— start SOURCE EXCERPT —

Pakistan floods: Evaluating the impact

  • Damage from floods could reach as high as US$30-40bn (8-11% of GDP) and may cause economy to contract in FY 22/23

  • Floods will create an external funding gap, necessitating fresh support from external creditors to avoid a BOP crisis

  • Path to avoid default has narrowed but is still there; retain Buy with '31s trading below estimated recovery value

Pakistan floods: Evaluating the impact
Tellimer Research
21 September 2022
Published byTellimer Research

Historic flooding in Pakistan has spawned one of the world’s worst humanitarian crises, covering c1/3 of the country’s landmass and affecting c33 million people (nearly 15% of its population). The death toll has reached >1,500 people and the floods have damaged c1.7 million homes and sent c600,000 people to camps throughout the country, according to the National Disaster Management Agency. Crop production has been wiped out in many areas, resulting in the loss of between 1/3 and 1/2 of Pakistan’s cotton crop. Thousands of kilometres of roads and hundreds of bridges have been swept away.

It will take several weeks if not months for the full extent of the damage to be known, but the Planning Commission has revised its estimate to US$17-18bn (c5% of GDP) from the initial US$10bn. Meanwhile, UN Secretary-General Antonio Guterres puts the losses at US$30bn (c8% of GDP) and the National Flood Response Coordination Center (NFRCC) says they could be as high as US$40bn (c11% of GDP).

This comes at a time of elevated political and economic uncertainty, with former PM Khan doubling down on calls for early elections despite his pending legal challenges and Pakistan narrowly avoiding default by resuming its IMF programme last month. While the humanitarian toll will undoubtedly be devastating, in the following note we attempt to parse the macroeconomic implications of the floods.

— end SOURCE EXCERPT —

GIVEN TASK A: Copy the rows from the line with "For the evaluation set, pick out each instance of the lake" through the end of the rows, leaving the pictures out of your answer.

— start RECORDS FOR THIS EXERCISE —

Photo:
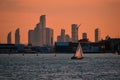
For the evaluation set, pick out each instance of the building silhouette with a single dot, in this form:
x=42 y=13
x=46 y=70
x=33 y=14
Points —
x=63 y=37
x=49 y=37
x=31 y=37
x=59 y=39
x=17 y=36
x=41 y=34
x=84 y=36
x=67 y=38
x=97 y=35
x=9 y=38
x=74 y=29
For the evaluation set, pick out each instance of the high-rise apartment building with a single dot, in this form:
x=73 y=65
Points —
x=62 y=35
x=97 y=35
x=40 y=33
x=67 y=38
x=74 y=32
x=31 y=37
x=9 y=38
x=17 y=36
x=49 y=37
x=84 y=36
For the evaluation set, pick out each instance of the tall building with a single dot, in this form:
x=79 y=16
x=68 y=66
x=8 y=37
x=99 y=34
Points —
x=97 y=35
x=67 y=38
x=43 y=21
x=17 y=36
x=74 y=30
x=59 y=39
x=84 y=36
x=40 y=33
x=9 y=38
x=49 y=37
x=62 y=35
x=31 y=37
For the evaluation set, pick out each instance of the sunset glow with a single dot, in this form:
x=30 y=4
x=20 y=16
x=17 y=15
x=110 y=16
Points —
x=60 y=14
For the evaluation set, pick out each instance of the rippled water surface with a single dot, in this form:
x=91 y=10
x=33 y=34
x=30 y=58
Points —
x=61 y=67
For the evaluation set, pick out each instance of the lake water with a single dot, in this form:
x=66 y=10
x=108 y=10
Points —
x=61 y=67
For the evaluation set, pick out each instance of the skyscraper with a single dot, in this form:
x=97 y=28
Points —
x=63 y=35
x=59 y=39
x=49 y=37
x=74 y=30
x=43 y=21
x=97 y=35
x=84 y=35
x=40 y=33
x=9 y=38
x=67 y=38
x=31 y=37
x=17 y=36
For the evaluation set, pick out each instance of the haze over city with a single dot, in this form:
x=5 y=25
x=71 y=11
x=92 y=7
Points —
x=60 y=14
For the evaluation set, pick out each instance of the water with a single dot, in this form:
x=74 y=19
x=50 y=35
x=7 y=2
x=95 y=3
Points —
x=61 y=67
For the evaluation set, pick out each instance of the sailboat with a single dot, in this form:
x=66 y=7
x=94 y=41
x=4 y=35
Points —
x=79 y=53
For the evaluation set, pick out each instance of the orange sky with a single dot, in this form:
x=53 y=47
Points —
x=24 y=14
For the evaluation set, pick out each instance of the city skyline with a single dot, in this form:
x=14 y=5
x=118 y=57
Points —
x=60 y=14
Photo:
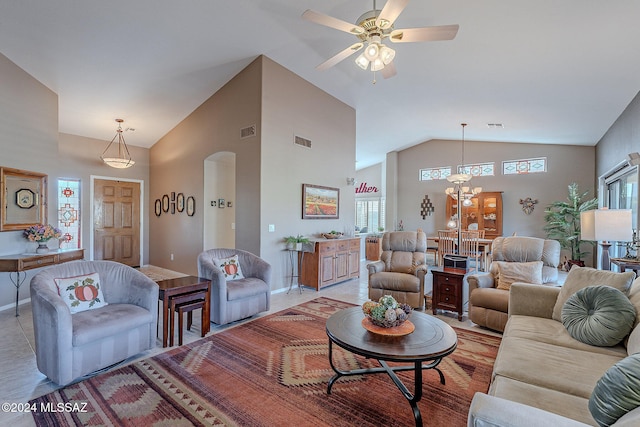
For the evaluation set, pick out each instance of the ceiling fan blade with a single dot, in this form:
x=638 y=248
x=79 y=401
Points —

— end RECORDS FOR THIS EXERCISE —

GIVEN TASK B:
Answer these questions using the Pakistan floods excerpt:
(i) How much of Pakistan's landmass has the flooding covered?
(ii) What is the Planning Commission's revised estimate of the damage?
(iii) What did Pakistan resume last month to narrowly avoid default?

EXERCISE SOLUTION A:
For the evaluation set, pick out each instance of the lake water with a single dot, in this form:
x=66 y=10
x=108 y=10
Points —
x=61 y=67
For the evaluation set, pick out each instance of the skyscraper with a single dot, in this form:
x=97 y=28
Points —
x=63 y=35
x=59 y=39
x=49 y=37
x=74 y=30
x=43 y=21
x=97 y=35
x=84 y=35
x=40 y=33
x=9 y=38
x=67 y=38
x=31 y=37
x=17 y=36
For the evaluation set, pick out each instance of the haze over city with a single dot, in this form:
x=5 y=25
x=71 y=11
x=92 y=7
Points —
x=60 y=14
For the evaluation set, pick out each instance of the water with a single dot, in this form:
x=74 y=19
x=50 y=35
x=7 y=2
x=95 y=3
Points —
x=61 y=67
For the evaluation set, pick out each instance of the sailboat with a single dot, in this form:
x=66 y=7
x=94 y=41
x=4 y=35
Points —
x=79 y=53
For the evaluation set, pick out each instance of the orange sky with a single dot, in this form:
x=53 y=47
Points —
x=24 y=14
For the evaluation set, pick out each instance of the city skyline with a single dot, in this form:
x=14 y=5
x=118 y=57
Points —
x=60 y=14
Photo:
For the evaluation set, pick out each instance of the ceiling fan blade with a single dot, in this form:
x=638 y=248
x=79 y=401
Points —

EXERCISE SOLUTION B:
(i) About one third (c1/3) of the country's landmass.
(ii) US$17-18bn (c5% of GDP), up from the initial US$10bn.
(iii) Its IMF programme.